### Excerpt provided
↓↓↓
- Genres: Country;
- Occupations: Singer; songwriter;
- Instrument: Vocals;
- Years active: 2015–present
- Labels: Island, UMA (2024-present)
- Website: www.rachaelfahim.com

= Rachael Fahim =

Australian singer songwriter

Rachael Fahim is an Australian country singer and songwriter from Cherrybrook, New South Wales. At the 2017 Country Music Awards of Australia, Fahim won the Toyota Star Maker Award. She has performed at SXSW (USA) and CMC Rocks. She has supported Dean Lewis and Pete Murray and Missy Higgins on Australian tours. At the APRA Music Awards of 2026, she won Most Performed Country Work for "Who You Are".

Fahim released her debut studio album Who You Are on 1 May 2026, which debuted at 22 on the ARIA Albums Charts.

==Early life==
Rachael is the eldest of three children. She began busking in Sydney at the age of 10. In 2014, Fahim made the finals of the Hills Got Talent quest.

==Career==
===2015-present ===
In September 2015, Fahim released her debut single "Say It", which featured Andrew Morley as the love interest. In 2016, Fahim released "Rope" before her debut EP in April 2017.

In 2019, Fahim released her second EP Iconic, which featured the singles "Brake Lights", "Even if I Wanted To" featuring Brad Cox and "What I Don't Know".

In 2024, Fahim signed with Island Records Australia and released "Dance Around It".
↑↑↑
List every song title that appears in quotation marks in the text about Rachael Fahim.

### Extracted material
↓↓↓
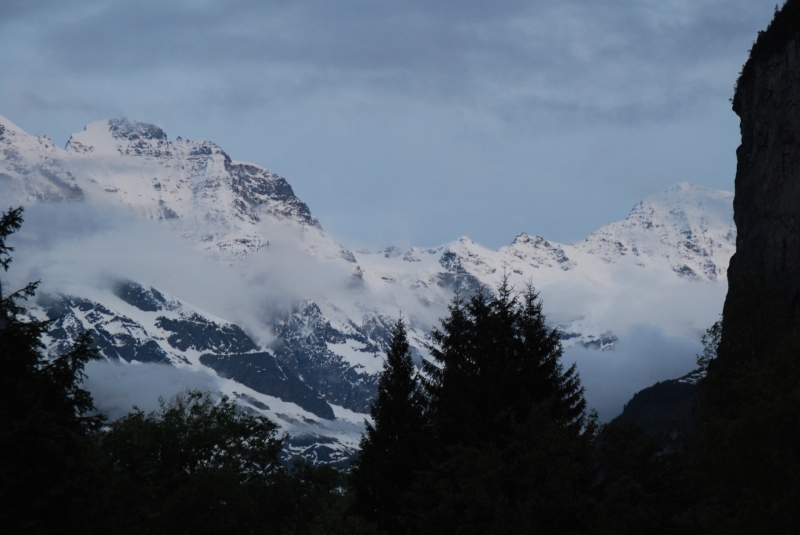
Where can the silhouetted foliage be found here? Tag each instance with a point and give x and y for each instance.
(512, 444)
(47, 462)
(391, 448)
(785, 25)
↑↑↑
### Written solution
"Who You Are", "Say It", "Rope", "Brake Lights", "Even if I Wanted To", "What I Don't Know", "Dance Around It"